/---

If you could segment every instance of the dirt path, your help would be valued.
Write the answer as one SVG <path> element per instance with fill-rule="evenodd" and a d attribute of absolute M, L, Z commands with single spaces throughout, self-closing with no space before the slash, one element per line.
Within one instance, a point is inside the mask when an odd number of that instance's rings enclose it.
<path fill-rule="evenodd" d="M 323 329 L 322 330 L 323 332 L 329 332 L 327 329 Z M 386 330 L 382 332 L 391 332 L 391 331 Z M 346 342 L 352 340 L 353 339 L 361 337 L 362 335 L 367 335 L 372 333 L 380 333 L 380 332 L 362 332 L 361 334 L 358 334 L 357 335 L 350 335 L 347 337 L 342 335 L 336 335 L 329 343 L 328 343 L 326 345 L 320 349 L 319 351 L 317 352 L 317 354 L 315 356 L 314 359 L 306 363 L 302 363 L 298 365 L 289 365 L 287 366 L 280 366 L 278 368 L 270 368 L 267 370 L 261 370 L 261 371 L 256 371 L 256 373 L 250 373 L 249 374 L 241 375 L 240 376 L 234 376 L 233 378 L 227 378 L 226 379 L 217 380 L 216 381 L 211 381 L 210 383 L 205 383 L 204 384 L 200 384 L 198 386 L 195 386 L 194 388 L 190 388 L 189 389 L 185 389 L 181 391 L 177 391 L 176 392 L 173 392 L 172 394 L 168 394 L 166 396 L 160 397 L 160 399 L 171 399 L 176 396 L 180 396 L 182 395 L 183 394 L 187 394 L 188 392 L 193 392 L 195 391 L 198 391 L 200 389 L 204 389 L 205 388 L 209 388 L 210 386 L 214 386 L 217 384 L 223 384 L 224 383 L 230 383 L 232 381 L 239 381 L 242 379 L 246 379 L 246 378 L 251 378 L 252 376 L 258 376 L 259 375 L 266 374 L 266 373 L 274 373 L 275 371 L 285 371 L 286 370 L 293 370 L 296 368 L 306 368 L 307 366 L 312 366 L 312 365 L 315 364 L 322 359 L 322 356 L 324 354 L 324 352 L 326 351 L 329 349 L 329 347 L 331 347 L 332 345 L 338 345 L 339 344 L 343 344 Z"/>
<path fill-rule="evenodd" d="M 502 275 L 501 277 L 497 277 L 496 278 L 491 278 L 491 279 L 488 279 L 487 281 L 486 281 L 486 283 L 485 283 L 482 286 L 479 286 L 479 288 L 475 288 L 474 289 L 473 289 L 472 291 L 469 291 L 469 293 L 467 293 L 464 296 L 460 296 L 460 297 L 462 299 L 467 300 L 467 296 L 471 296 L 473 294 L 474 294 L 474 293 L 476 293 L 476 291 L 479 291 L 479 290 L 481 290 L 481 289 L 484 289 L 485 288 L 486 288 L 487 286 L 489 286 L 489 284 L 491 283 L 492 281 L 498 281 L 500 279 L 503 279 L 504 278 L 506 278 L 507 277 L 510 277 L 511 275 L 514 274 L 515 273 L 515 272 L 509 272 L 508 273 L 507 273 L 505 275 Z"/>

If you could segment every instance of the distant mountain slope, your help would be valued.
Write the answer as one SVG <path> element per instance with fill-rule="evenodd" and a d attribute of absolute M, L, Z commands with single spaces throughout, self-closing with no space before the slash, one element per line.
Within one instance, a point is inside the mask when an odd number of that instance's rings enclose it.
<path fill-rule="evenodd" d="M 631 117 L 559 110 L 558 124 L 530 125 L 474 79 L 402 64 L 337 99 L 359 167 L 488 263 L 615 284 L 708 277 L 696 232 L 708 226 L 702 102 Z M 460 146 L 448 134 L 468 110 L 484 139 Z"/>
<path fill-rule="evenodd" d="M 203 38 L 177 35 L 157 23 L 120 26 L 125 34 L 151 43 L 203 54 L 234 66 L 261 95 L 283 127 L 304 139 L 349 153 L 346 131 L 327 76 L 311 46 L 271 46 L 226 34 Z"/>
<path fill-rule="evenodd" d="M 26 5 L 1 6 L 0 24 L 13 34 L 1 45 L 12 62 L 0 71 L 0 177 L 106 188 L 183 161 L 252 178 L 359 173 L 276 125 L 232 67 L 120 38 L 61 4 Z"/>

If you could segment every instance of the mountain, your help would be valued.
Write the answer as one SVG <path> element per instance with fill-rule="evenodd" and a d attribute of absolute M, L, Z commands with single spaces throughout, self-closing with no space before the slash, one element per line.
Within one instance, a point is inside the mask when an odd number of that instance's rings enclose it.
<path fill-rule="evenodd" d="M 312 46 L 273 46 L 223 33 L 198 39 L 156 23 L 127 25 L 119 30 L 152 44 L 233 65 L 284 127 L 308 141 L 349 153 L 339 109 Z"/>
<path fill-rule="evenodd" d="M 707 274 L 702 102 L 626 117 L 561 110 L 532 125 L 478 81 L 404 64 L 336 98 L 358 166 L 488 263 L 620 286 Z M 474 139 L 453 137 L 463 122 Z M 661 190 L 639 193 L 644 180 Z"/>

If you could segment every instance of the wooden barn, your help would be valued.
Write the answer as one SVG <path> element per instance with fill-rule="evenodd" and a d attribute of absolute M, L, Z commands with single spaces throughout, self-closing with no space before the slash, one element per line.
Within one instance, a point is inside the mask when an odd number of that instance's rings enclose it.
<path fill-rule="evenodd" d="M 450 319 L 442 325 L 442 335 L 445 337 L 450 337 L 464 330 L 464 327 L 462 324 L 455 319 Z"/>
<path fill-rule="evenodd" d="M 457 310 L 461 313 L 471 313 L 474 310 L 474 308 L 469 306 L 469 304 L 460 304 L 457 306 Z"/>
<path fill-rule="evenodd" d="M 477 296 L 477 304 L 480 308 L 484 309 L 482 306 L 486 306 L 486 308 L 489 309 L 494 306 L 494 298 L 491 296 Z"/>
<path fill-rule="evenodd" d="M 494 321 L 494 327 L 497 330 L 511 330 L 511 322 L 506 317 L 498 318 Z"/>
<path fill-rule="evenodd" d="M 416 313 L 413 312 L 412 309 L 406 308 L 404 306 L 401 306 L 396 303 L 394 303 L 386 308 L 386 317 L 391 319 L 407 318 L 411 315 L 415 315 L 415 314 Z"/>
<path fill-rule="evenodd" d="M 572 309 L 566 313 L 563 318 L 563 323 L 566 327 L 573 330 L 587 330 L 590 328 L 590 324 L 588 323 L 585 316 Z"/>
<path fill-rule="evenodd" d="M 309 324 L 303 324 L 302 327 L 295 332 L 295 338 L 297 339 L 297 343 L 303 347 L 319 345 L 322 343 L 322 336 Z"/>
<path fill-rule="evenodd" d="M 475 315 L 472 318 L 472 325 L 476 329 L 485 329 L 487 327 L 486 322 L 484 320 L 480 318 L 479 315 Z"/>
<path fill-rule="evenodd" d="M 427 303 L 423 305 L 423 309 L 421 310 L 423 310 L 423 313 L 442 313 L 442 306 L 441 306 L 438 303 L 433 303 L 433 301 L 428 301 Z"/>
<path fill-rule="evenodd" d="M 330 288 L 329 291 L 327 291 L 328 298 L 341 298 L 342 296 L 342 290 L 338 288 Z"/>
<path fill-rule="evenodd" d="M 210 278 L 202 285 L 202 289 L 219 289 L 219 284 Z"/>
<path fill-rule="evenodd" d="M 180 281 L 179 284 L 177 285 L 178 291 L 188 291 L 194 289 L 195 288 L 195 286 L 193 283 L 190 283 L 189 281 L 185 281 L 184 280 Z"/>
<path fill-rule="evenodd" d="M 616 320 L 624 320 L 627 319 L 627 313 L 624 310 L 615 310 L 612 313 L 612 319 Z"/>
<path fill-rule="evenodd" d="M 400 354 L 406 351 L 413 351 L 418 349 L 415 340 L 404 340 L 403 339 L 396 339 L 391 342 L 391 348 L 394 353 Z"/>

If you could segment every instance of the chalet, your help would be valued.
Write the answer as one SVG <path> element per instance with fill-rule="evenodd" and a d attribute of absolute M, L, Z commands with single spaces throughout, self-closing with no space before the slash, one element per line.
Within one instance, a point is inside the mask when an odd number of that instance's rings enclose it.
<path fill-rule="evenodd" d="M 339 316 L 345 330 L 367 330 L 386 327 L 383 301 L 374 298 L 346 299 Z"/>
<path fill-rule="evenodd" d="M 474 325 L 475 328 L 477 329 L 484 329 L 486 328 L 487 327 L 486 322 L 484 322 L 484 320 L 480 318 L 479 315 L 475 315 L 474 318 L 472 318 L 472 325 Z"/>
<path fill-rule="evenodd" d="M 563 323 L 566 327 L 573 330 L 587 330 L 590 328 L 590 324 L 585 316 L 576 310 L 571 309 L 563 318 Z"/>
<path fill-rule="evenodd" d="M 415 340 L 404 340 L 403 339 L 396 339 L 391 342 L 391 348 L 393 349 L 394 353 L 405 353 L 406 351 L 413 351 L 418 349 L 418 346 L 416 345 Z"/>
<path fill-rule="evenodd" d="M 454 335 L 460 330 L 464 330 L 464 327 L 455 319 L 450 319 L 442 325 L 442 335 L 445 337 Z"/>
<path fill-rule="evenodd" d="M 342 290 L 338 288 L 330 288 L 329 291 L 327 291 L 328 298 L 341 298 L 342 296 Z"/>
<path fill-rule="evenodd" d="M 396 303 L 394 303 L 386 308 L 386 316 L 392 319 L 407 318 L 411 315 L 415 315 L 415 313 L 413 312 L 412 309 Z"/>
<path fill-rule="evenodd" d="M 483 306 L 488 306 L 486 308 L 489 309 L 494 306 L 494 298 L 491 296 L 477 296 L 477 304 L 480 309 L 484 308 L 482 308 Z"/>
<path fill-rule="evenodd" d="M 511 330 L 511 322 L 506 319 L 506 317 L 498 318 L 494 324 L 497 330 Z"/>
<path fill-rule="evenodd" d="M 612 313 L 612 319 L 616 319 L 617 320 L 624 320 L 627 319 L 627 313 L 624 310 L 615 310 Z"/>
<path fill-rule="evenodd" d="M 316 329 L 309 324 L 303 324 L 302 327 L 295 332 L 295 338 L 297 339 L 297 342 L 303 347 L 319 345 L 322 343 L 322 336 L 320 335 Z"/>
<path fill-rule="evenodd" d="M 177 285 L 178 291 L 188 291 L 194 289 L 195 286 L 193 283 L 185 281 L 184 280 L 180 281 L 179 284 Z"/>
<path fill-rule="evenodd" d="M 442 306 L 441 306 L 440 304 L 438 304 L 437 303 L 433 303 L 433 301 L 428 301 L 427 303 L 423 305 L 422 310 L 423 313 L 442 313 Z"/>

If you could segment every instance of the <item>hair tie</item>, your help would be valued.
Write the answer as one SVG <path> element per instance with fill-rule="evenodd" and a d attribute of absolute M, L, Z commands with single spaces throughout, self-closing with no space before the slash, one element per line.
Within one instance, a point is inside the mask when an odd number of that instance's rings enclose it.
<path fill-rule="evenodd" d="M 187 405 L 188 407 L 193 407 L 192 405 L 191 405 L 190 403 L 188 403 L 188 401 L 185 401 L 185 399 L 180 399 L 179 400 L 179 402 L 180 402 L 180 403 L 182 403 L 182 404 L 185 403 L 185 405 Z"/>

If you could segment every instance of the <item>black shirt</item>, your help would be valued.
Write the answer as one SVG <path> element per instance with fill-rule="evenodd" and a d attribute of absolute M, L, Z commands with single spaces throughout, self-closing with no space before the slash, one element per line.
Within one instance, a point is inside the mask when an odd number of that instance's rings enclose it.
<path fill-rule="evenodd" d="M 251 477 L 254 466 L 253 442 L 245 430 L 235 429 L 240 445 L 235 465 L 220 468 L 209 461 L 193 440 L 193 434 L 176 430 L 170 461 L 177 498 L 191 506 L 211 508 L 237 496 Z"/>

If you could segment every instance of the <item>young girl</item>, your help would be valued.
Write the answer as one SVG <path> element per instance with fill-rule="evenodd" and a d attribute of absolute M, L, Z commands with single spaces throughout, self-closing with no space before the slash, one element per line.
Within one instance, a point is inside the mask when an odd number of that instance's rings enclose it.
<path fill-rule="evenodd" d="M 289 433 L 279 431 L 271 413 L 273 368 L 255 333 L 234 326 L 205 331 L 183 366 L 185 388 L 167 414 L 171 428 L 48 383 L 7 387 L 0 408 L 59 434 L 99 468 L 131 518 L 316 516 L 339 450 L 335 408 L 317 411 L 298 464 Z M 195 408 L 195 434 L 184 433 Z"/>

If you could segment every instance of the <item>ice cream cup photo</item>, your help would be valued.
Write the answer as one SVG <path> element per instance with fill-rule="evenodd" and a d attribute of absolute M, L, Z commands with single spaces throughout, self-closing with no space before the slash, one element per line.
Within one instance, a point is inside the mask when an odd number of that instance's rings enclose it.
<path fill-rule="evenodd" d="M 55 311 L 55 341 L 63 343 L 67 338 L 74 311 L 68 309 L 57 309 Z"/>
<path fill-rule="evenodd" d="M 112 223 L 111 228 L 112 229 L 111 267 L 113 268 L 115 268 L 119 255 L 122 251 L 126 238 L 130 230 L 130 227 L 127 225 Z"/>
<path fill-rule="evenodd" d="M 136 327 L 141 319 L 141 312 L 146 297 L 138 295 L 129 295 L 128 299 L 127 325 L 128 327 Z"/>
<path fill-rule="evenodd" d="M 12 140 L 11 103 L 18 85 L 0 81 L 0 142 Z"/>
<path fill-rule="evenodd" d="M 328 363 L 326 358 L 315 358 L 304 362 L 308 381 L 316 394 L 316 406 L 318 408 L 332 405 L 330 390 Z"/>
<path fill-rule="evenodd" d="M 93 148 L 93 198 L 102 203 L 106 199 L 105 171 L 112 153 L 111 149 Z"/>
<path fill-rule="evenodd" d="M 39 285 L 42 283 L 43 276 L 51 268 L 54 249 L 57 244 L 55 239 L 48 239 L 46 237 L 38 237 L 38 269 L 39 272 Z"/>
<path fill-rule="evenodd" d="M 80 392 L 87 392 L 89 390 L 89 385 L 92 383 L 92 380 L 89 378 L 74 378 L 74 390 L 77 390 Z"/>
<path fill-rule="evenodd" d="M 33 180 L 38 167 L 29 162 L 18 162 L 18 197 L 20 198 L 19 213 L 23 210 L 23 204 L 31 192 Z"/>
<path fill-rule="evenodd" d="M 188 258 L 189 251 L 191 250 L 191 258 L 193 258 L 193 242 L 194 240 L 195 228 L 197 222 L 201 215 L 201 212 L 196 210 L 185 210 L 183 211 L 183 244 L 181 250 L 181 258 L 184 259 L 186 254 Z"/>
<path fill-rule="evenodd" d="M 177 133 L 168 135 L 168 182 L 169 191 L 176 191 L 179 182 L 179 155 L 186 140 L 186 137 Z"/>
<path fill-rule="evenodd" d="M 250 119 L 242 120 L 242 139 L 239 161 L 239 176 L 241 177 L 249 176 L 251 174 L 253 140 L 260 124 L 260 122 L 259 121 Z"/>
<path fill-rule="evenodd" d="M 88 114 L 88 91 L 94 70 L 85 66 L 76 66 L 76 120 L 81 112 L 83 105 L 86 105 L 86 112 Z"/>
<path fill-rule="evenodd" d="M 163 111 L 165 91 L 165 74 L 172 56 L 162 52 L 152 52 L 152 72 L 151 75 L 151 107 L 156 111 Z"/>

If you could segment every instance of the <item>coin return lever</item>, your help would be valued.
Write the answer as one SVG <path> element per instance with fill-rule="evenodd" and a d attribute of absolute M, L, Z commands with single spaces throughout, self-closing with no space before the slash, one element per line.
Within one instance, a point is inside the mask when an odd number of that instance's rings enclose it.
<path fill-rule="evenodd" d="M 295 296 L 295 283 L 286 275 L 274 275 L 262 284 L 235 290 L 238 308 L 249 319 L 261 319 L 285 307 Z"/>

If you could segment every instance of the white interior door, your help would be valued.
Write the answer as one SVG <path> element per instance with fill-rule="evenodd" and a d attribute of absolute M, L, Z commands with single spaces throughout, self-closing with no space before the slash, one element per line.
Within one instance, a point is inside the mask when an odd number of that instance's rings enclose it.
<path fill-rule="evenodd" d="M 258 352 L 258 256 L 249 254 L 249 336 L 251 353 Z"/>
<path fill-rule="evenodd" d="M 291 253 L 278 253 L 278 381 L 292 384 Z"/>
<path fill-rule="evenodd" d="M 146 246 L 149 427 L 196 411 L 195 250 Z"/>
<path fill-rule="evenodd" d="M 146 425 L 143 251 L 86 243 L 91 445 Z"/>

\---

Copy only the stretch running from the line containing "If you could segment every instance of the <item>coin" to the final line of the entries, both ends included, exactly as it stands.

[FINAL RESULT]
If you could segment every instance of the <item>coin return lever</item>, your help would be valued.
Write the answer as one SVG <path> element per instance with fill-rule="evenodd" and a d attribute of absolute M, L, Z commands with single spaces throughout, self-closing with no space before the slash, one element per line.
Within one instance, a point is inside the mask when an odd number of that instance's rings enclose it.
<path fill-rule="evenodd" d="M 295 296 L 295 283 L 286 275 L 274 275 L 262 284 L 235 290 L 238 308 L 249 319 L 261 319 L 285 307 Z"/>

If you could segment every instance of the white interior door, your help would be valued.
Write the answer as one SVG <path> element per instance with fill-rule="evenodd" and a d attribute of absolute M, L, Z commands with single spaces throughout, self-closing with no space before the slash, one element per line.
Within one instance, a point is inside the mask when an odd number of that instance's rings enclose it.
<path fill-rule="evenodd" d="M 258 352 L 258 256 L 249 254 L 249 336 L 251 353 Z"/>
<path fill-rule="evenodd" d="M 291 253 L 278 253 L 278 381 L 292 384 Z"/>
<path fill-rule="evenodd" d="M 146 246 L 149 427 L 196 411 L 195 250 Z"/>
<path fill-rule="evenodd" d="M 146 425 L 143 251 L 86 243 L 91 445 Z"/>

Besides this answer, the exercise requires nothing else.